§ **TASK DATA**:
**********
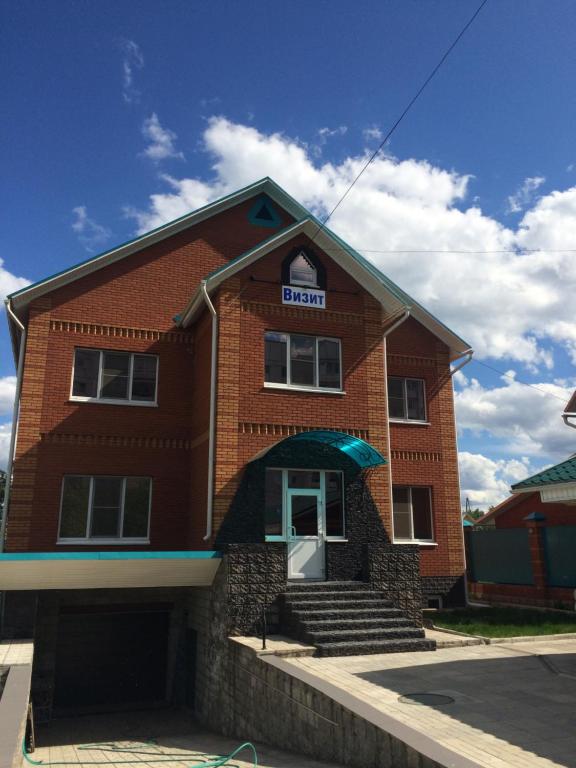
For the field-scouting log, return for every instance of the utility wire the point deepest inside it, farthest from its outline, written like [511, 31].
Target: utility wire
[515, 378]
[409, 106]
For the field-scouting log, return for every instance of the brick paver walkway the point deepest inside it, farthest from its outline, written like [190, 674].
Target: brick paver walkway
[513, 706]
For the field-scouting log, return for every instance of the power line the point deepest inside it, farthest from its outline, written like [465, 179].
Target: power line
[515, 378]
[409, 106]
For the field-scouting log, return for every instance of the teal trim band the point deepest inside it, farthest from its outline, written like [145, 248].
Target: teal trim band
[30, 556]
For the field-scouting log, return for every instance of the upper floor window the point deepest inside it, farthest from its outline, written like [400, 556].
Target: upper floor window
[412, 510]
[304, 362]
[406, 399]
[302, 271]
[114, 377]
[105, 508]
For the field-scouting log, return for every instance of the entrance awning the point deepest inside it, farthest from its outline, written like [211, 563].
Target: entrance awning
[361, 452]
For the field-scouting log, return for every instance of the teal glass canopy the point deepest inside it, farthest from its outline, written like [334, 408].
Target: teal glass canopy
[361, 452]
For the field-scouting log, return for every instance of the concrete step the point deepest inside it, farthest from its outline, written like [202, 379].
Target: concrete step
[367, 635]
[361, 595]
[320, 625]
[340, 605]
[337, 613]
[326, 586]
[361, 648]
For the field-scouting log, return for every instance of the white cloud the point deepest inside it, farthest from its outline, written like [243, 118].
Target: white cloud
[161, 140]
[524, 195]
[5, 431]
[91, 235]
[525, 421]
[10, 283]
[373, 133]
[508, 303]
[486, 482]
[133, 60]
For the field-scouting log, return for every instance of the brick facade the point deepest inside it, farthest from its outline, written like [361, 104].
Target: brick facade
[131, 304]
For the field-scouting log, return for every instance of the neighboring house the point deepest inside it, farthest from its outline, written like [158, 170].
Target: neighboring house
[522, 551]
[234, 401]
**********
§ **WHAT THE TASK ASKS**: Take the stretch of lines above from the one containing "like [145, 248]." through the one containing "like [202, 379]." and repeat it exactly, adding no other line.

§ **ANSWER SPACE**:
For the field-scouting log, return for every instance of the teal trim band the point deepest inside it, farthest from its outline, written like [145, 248].
Target: teal trim band
[30, 556]
For the field-scouting log, return for every instance of the upper floor window the point deepest inside it, farthest from its outline, written like [400, 556].
Target: upper floor window
[412, 510]
[304, 362]
[406, 399]
[302, 271]
[114, 377]
[105, 508]
For the field-scouting log, return for every instance of the entrance awning the point deepest inside it, farthest from its outline, written like [211, 563].
Target: entrance awning
[361, 452]
For the field-scouting log, return for every instance of the teal glass canopy the point deepest inside it, farthest from its outline, written like [334, 408].
Target: teal glass canopy
[361, 452]
For the field-scouting log, return for every instance of the concrete step the point deepest inside it, farthest from its outline, written like [202, 379].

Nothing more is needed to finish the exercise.